(Referring expression data)
>>>>

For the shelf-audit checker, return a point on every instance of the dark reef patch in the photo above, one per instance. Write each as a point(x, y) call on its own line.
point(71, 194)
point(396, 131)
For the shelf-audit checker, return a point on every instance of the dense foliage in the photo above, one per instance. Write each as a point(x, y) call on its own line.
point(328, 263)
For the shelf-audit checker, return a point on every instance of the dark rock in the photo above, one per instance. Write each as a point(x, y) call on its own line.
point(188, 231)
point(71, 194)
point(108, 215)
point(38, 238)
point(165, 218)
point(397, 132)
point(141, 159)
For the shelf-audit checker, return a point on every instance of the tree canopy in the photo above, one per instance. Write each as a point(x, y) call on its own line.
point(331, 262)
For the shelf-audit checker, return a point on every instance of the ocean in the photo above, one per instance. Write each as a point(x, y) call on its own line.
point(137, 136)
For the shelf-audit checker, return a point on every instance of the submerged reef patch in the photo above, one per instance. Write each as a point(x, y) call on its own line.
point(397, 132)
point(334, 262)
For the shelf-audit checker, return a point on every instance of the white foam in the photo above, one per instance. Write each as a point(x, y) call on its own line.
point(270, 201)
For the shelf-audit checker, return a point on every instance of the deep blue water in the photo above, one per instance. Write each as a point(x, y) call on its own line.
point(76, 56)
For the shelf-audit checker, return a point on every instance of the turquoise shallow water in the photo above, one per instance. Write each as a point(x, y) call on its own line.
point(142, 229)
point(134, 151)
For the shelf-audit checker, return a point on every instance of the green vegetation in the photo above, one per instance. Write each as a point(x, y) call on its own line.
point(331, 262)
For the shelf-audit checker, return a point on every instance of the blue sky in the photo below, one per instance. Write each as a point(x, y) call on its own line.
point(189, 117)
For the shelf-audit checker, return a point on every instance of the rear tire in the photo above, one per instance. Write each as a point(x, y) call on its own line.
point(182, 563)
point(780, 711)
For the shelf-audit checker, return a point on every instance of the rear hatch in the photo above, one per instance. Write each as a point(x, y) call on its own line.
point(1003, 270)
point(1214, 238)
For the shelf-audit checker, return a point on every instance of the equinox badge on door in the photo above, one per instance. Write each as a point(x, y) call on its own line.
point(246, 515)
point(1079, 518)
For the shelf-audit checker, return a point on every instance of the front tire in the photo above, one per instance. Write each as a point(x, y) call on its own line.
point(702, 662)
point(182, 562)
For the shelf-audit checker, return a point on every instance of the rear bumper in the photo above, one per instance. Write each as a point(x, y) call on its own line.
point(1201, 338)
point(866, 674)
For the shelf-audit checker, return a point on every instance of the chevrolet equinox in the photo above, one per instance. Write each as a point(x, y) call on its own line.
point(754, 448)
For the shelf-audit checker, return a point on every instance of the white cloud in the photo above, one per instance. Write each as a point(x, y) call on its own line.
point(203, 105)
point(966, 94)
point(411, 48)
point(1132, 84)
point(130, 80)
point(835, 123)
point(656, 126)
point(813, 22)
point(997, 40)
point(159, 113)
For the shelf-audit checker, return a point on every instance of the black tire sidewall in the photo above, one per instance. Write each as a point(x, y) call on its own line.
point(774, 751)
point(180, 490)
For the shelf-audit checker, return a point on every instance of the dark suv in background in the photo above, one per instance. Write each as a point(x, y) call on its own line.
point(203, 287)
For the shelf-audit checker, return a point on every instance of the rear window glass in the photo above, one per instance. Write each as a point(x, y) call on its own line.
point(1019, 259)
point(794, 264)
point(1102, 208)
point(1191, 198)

<<<<

> _YOUR TASK_:
Word for word, give back the data shown above.

> _RESULT BELOW_:
For the shelf-audit checker, return a point on every instance of the dark reef patch in the photo above, one per instance. Write each as a point(x, y) call on its own line.
point(71, 194)
point(396, 131)
For the shelf-audit checker, return a point on every instance of the dense foliage in the photo above, one per instance. Write each as a point(x, y) call on its own line.
point(328, 263)
For the shelf-audit checker, return a point on every instance of the dark rock in the photo above, one per instance. Write each as a point(x, y) call on its own line.
point(188, 231)
point(71, 194)
point(108, 215)
point(38, 238)
point(165, 218)
point(397, 132)
point(141, 159)
For the shelf-audit checker, return a point on every instance of the tree canopy in the photo above, one per instance. Write each as a point(x, y) call on its own line.
point(331, 262)
For the shelf-audit checker, return a point on every instance of the ocean in the photo above, one per instance. Write each as a point(x, y) call on its own line.
point(137, 136)
For the shelf-audit checker, return a point on every instance of the submerged reef patch in the photo above, one per instance. Write each as a point(x, y) call on its own line.
point(397, 132)
point(334, 262)
For the shelf-audit checker, return a point on every instance of the white foam in the photo above, one per instance. Write each as a point(x, y) call on its own line.
point(270, 201)
For the shelf-audit checker, return a point on every instance of the deep blue water in the photo above, one per instance. Write each as a point(x, y) call on its own line.
point(76, 56)
For the shelf-audit checker, return a point on every instance of the turquoise shallow water in the photo above, one per instance. Write each as a point(x, y) call on its own line.
point(142, 229)
point(134, 151)
For the shelf-audit checker, return a point on every instance of the green vegetation in the photo above, one per instance. Write each as a point(x, y) call on its own line.
point(331, 262)
For the shelf-audit checker, return a point on every instance of the blue sky in the photo below, one per instance. Write each as a point(x, y) call on its own line.
point(189, 117)
For the shelf-audit checker, return a point on every instance of the rear tire in the photo above, one per instance. Write each as a point(x, y) call on its own line.
point(182, 563)
point(780, 711)
For the shelf-audit checker, return a point on every instance of the rear hatch in the photo above, one per instance. Write each as a point(x, y) call on its own line.
point(1003, 270)
point(1214, 238)
For the shelf-audit checker, return a point on every instance of the equinox badge on door in the photo above, one per instance. Write each as a point(x, y) call on its own line.
point(246, 515)
point(1079, 518)
For the shelf-audit checker, return a point on every instance of the front tire in the photo above, one per instance. Write each as a point(x, y) call on its own line.
point(702, 662)
point(182, 562)
For the shelf-audit checker, return a point on every instance of the rear bumper in the photo above, one per instance. Write each as a point(x, y) call on its own line.
point(1201, 338)
point(866, 674)
For the shelf-audit checker, return a point on every instance of the chevrolet equinox in the photo above, one per instance. Write each as a point(x, y) call on its own line.
point(754, 448)
For the shelf-audit checker, return a point on every instance of the white cloud in the photo above, one per instance. Write each as a point(x, y) call on its own line.
point(203, 105)
point(966, 94)
point(411, 48)
point(1132, 84)
point(130, 80)
point(835, 123)
point(656, 126)
point(813, 22)
point(997, 40)
point(159, 113)
For the shelf-audit checker, return a point on every instance of the black tire sidewall in the photo above, one per instance. Write each as a point(x, y) call on its own line.
point(774, 751)
point(180, 490)
For the shelf-audit checker, return a point on every instance of the dark suv in background in the photo above, one per instance. Write each as a point(x, y) call on its own line.
point(203, 287)
For the shelf-audit checker, return a point on every instance of the rear window glass in the photo above, one per instance. Write each as a point(x, y) call on its own line.
point(1019, 259)
point(794, 264)
point(1102, 208)
point(1191, 198)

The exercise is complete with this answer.